Edit the entries below, replacing each "rough mask" with "coarse mask" and keeping every other character the same.

Source data.

◇ ◇ ◇ ◇

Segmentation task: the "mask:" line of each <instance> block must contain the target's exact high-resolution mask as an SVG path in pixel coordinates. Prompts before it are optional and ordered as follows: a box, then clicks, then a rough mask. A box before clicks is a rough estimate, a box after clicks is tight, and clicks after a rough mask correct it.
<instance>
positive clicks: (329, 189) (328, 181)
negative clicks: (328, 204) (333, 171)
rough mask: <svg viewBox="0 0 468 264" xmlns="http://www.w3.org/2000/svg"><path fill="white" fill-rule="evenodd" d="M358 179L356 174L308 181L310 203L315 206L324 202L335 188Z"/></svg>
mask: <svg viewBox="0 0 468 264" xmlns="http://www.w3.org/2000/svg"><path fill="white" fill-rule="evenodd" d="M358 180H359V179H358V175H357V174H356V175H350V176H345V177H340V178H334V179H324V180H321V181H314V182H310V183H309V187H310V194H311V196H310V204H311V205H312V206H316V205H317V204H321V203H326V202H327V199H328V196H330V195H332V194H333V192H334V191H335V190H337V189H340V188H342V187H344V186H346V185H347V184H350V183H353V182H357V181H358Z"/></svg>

◇ ◇ ◇ ◇

Solution for this problem.
Segmentation task: the "mask:" line of each <instance> block must contain the target's exact high-resolution mask as an SVG path in pixel coordinates. Prompts before it are optional and ordered as follows: a box, then clicks, then a coarse mask. A box before clicks is a rough estimate, a box after clicks is tight, and clicks after a coarse mask correct it.
<instance>
positive clicks: (329, 189) (328, 181)
negative clicks: (328, 204) (333, 171)
coarse mask: <svg viewBox="0 0 468 264" xmlns="http://www.w3.org/2000/svg"><path fill="white" fill-rule="evenodd" d="M358 179L356 174L308 181L310 203L315 206L324 202L335 188Z"/></svg>
mask: <svg viewBox="0 0 468 264" xmlns="http://www.w3.org/2000/svg"><path fill="white" fill-rule="evenodd" d="M358 180H359V179H358V175H357V174H356V175H350V176H345V177H340V178H334V179H324V180H321V181H314V182H310V183H309V187H310V194H311V196H310V204H311V205H312V206H316V205H317V204H321V203H326V202H327V199H328V196H330V195H332V194H333V192H334V191H335V190H337V189H340V188H342V187H344V186H346V185H347V184H350V183H353V182H357V181H358Z"/></svg>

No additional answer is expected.